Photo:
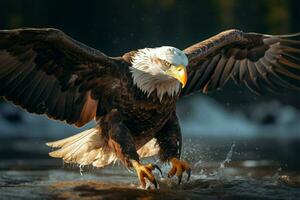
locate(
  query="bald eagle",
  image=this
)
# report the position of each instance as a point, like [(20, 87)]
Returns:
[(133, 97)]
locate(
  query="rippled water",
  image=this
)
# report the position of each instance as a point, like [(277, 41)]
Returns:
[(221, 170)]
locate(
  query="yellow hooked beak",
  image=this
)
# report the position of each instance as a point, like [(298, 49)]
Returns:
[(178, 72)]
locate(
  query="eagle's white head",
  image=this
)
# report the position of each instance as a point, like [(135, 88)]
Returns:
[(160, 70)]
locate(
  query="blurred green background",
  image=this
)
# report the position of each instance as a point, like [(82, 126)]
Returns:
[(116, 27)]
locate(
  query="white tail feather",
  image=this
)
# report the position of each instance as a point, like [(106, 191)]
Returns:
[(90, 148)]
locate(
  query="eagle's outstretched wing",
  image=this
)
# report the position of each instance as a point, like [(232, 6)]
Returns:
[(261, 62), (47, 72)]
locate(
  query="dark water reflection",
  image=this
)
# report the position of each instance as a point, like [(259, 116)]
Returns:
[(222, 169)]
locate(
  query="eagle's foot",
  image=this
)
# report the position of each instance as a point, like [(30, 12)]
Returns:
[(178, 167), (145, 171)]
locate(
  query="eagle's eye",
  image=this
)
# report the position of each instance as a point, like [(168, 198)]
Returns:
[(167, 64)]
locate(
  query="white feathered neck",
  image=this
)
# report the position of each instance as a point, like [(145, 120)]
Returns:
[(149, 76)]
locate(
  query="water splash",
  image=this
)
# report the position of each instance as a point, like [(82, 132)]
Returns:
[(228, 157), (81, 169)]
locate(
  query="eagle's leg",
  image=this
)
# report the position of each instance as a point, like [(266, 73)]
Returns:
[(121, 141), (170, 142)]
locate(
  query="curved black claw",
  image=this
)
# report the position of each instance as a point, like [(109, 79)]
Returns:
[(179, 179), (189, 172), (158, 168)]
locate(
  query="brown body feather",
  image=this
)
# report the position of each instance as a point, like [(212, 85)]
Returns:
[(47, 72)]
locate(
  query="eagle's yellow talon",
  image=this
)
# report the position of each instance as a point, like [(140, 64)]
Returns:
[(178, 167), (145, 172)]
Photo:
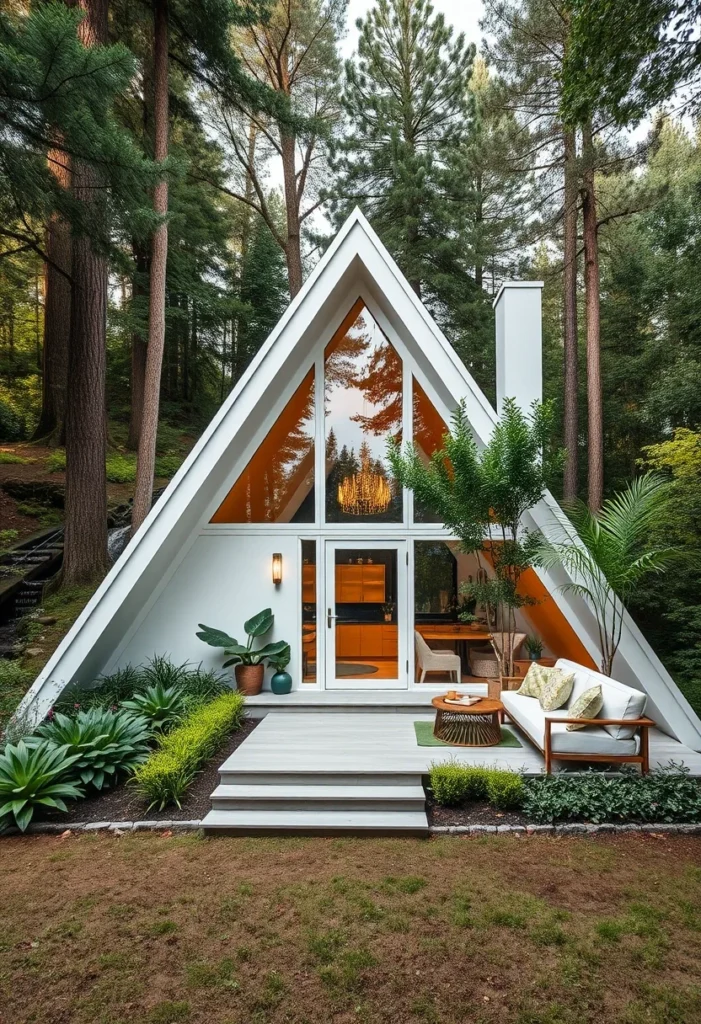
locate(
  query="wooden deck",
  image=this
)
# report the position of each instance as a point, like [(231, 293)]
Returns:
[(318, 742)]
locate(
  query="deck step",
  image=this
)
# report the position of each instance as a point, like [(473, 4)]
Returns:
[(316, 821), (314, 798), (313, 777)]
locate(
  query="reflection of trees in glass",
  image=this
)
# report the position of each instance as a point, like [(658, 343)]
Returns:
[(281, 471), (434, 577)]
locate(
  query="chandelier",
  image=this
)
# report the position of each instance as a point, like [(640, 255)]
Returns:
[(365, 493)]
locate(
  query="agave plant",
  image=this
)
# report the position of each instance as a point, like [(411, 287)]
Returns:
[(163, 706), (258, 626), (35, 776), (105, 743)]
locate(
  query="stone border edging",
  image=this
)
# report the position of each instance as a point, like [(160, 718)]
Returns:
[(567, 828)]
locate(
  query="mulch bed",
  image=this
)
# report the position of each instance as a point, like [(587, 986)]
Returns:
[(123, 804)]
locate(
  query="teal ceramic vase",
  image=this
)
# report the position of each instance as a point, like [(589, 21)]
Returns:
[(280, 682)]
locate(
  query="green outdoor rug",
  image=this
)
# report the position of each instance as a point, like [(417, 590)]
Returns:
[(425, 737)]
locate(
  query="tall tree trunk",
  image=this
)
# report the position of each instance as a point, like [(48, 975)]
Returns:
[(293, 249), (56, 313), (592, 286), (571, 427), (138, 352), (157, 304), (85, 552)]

++++++++++

▶ [Exercise goal]: Every line that holds the word "reflection" should be copied from the records above.

▶ [Problem solution]:
  query="dark water reflection",
  query="reflection of trees in glass",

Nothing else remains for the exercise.